Tasks and exercises –
- 1) From the article on Shell's job cuts, quote the passage starting with "Anglo-Dutch Shell will" and going on through "by the pandemic.".
- 2) According to the article on Shell's job cuts, how many employees have agreed to take voluntary redundancy deals?

Exercise passage –
Anglo-Dutch Shell will slash its workforce by between 7,000 and 9,000 as part of cost-cutting efforts, with the cuts to take place until the end of 2022, the company said in a third-quarter update. Some 1,500 of these have agreed to take voluntary redundancy deals.
The supermajor plans between $2 and $2.5 billion annually by 2022 in sustainable savings, it said in the update, with most of that effected sooner rather than later as Shell strives for operating cost reductions of between $3 and $4 billion, to be achieved by the first quarter of 2021.
Shell had a workforce of about 83,000 people as of the end of last year. This means that the new layoffs will constitute close to a tenth of the total as the company tackles the new challenges posed by the pandemic.
“We have to be a simpler, more streamlined, more competitive organisation that is more nimble and able to respond to customers,” Shell’s chief executive, Ben van Beurden, said in an interview released with the update. “To be more nimble, we have to remove a certain amount of organisational complexity. In addition, we have to make sure we are making the best of the core capabilities we need to succeed.”

Provided material –
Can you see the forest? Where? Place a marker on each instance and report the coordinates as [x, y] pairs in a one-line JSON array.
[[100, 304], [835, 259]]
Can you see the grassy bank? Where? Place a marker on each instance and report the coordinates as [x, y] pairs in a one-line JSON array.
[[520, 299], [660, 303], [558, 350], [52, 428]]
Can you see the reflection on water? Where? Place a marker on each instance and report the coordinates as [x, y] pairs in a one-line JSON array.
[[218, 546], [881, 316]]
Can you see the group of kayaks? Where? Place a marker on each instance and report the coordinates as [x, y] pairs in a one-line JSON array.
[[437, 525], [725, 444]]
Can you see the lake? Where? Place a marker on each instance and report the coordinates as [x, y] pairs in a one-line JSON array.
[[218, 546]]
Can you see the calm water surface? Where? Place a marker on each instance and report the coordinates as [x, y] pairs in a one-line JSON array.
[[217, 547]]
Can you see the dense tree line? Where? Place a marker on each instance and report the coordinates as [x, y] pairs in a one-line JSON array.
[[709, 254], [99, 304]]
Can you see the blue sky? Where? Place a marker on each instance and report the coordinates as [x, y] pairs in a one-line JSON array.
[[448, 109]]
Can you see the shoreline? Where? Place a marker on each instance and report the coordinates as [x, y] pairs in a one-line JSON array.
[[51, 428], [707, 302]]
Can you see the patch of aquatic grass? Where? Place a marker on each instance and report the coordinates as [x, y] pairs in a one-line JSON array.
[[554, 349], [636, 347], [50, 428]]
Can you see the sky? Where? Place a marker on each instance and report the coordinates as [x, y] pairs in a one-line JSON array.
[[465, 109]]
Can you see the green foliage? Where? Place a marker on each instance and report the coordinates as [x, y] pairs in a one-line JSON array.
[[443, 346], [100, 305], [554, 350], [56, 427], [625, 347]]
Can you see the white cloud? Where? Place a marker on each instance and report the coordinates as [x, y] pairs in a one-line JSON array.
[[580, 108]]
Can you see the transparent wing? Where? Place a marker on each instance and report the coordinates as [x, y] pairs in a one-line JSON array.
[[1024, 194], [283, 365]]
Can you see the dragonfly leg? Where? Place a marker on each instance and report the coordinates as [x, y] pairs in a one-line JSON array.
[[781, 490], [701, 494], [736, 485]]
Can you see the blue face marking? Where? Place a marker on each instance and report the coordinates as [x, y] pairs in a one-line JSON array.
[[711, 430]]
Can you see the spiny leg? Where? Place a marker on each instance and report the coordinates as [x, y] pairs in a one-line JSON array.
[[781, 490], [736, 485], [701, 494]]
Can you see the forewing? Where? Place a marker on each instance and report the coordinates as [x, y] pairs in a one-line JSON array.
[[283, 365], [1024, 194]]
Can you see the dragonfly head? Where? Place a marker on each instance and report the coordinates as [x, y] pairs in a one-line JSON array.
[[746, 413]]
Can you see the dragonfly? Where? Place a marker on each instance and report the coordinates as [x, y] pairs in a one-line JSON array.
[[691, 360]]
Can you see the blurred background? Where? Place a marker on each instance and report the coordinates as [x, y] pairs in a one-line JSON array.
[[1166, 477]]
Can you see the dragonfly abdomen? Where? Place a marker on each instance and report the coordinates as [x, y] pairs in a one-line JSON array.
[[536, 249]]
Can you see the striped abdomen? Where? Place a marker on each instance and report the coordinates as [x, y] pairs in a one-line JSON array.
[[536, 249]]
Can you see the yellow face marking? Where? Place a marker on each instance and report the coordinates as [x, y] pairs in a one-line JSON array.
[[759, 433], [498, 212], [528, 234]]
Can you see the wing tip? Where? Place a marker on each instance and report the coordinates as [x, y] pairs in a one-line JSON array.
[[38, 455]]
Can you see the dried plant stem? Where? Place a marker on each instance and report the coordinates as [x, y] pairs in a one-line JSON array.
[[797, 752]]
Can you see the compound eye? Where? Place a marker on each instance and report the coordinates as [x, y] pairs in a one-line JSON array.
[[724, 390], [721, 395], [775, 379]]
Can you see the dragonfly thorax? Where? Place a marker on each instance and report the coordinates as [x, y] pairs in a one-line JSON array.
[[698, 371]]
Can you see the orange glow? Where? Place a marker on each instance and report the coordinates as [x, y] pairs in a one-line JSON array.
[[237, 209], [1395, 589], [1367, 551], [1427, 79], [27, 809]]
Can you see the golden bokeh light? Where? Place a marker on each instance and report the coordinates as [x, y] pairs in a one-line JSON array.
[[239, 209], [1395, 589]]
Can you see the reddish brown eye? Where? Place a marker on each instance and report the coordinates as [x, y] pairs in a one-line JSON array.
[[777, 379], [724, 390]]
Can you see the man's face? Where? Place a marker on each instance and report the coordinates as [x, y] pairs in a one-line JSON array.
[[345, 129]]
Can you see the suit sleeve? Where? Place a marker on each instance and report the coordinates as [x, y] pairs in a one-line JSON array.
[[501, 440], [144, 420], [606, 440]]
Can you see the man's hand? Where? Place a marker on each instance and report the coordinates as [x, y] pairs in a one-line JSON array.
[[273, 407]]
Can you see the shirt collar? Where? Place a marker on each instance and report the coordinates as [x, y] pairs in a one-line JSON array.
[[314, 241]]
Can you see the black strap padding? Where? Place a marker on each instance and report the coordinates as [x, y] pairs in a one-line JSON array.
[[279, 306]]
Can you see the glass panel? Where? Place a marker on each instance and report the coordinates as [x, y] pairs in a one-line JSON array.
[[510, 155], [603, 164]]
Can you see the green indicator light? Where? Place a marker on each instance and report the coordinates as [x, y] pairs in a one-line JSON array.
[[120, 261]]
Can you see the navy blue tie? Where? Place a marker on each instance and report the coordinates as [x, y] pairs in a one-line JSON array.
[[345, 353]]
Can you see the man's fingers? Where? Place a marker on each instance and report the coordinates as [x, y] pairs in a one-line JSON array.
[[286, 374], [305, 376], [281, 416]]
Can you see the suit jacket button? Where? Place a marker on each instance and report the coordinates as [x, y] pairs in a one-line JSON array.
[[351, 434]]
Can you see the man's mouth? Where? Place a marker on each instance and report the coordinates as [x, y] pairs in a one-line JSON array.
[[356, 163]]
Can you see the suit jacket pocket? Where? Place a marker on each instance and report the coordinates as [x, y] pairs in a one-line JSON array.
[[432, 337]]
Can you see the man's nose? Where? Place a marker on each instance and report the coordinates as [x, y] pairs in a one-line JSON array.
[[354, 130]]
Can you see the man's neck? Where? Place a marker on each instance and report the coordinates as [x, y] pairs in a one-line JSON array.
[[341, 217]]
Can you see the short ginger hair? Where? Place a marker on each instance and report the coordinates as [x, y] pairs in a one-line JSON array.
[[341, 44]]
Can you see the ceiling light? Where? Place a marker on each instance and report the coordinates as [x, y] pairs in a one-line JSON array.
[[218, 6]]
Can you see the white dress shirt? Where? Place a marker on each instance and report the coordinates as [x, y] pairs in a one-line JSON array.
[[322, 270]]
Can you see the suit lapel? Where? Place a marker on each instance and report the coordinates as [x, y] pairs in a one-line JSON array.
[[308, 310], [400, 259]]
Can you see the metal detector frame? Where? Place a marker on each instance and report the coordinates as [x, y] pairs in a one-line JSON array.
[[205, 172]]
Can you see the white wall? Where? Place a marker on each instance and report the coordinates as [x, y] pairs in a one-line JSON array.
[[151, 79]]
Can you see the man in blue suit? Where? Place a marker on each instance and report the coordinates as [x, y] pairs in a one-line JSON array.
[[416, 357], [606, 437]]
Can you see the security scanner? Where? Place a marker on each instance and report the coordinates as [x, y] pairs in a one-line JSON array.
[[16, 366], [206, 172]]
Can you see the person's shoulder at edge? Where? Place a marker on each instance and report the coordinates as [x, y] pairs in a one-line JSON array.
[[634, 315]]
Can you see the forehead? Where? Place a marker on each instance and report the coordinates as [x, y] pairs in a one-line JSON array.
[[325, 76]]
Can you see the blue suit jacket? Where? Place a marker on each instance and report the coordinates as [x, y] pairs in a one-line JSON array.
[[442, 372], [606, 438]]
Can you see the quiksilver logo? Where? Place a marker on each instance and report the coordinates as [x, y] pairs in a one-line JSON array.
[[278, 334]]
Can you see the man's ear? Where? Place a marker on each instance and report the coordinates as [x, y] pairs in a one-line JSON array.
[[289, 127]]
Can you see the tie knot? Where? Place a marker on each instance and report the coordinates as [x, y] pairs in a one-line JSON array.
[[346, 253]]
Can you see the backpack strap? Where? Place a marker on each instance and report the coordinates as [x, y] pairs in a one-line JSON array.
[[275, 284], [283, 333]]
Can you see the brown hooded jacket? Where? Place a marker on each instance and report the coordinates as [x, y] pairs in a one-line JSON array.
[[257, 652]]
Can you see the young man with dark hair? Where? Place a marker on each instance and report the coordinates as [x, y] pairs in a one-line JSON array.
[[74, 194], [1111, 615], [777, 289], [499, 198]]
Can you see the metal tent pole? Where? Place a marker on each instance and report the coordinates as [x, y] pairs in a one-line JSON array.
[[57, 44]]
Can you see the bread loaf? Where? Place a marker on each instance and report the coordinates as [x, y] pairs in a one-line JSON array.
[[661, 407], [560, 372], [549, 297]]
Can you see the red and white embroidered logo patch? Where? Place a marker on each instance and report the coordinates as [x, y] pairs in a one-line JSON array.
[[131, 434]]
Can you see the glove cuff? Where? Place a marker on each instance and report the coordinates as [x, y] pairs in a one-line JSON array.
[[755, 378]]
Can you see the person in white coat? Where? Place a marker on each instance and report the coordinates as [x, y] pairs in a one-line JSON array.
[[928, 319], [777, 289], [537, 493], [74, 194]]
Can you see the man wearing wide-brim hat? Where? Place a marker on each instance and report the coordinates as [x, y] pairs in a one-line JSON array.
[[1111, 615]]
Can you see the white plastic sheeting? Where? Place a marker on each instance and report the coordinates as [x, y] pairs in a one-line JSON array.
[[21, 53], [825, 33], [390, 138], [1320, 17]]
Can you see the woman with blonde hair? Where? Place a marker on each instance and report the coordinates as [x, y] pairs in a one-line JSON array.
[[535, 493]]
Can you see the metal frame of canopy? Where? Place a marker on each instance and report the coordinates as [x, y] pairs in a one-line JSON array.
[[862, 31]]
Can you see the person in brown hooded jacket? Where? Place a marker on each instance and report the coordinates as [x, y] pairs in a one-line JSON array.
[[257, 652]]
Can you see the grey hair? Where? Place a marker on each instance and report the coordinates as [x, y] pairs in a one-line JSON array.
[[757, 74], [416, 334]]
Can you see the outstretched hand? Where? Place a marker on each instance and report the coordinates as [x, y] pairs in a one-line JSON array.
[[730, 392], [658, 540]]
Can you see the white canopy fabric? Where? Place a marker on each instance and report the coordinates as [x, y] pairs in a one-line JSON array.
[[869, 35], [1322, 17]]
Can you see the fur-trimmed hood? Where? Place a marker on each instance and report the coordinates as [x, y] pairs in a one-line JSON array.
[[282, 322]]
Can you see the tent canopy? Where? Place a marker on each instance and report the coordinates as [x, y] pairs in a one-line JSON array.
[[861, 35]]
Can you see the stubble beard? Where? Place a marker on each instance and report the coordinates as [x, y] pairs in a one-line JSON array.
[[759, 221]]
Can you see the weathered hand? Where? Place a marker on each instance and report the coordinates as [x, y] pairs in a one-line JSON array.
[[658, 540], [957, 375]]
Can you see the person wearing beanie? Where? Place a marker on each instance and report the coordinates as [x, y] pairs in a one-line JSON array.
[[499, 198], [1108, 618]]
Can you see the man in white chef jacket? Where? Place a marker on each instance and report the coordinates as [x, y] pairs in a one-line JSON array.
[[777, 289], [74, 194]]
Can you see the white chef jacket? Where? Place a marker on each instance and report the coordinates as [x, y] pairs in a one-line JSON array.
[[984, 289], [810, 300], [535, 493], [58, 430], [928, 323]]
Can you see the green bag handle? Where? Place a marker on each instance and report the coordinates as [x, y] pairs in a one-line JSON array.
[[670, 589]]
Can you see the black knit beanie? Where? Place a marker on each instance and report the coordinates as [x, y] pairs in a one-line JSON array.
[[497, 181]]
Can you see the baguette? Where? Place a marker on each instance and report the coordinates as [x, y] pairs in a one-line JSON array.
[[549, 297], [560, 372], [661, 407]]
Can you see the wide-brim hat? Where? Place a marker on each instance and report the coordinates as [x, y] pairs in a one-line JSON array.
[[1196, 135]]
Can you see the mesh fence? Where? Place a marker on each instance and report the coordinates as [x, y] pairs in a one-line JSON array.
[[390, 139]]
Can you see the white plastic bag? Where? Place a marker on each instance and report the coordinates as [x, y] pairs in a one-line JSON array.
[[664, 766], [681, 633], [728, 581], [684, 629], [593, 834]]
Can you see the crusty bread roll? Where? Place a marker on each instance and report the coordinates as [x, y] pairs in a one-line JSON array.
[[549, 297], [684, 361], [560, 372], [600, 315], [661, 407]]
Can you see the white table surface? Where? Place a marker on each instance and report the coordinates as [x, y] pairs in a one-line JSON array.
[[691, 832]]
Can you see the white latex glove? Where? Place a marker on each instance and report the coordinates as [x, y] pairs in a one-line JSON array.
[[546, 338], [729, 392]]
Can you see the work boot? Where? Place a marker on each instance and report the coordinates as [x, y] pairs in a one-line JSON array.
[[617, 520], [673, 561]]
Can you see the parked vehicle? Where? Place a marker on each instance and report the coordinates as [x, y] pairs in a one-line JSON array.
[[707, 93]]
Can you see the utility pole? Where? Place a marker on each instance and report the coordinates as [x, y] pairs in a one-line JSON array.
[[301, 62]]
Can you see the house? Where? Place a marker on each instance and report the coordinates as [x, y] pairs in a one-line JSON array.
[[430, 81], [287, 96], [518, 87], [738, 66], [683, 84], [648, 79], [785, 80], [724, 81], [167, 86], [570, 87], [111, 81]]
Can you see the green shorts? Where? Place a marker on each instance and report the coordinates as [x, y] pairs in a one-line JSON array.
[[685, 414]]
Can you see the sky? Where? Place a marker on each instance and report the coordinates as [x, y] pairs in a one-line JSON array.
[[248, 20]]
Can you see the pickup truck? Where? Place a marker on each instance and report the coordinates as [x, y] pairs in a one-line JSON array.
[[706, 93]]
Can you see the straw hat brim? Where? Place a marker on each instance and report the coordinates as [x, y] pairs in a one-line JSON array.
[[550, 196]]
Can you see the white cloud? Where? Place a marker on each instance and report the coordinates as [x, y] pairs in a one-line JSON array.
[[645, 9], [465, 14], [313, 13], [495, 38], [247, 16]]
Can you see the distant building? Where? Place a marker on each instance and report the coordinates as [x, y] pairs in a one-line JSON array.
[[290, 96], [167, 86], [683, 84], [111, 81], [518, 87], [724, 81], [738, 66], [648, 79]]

Solutions by task –
- 1)
Anglo-Dutch Shell will slash its workforce by between 7,000 and 9,000 as part of cost-cutting efforts, with the cuts to take place until the end of 2022, the company said in a third-quarter update. Some 1,500 of these have agreed to take voluntary redundancy deals.
The supermajor plans between $2 and $2.5 billion annually by 2022 in sustainable savings, it said in the update, with most of that effected sooner rather than later as Shell strives for operating cost reductions of between $3 and $4 billion, to be achieved by the first quarter of 2021.
Shell had a workforce of about 83,000 people as of the end of last year. This means that the new layoffs will constitute close to a tenth of the total as the company tackles the new challenges posed by the pandemic.

- 2) Some 1,500.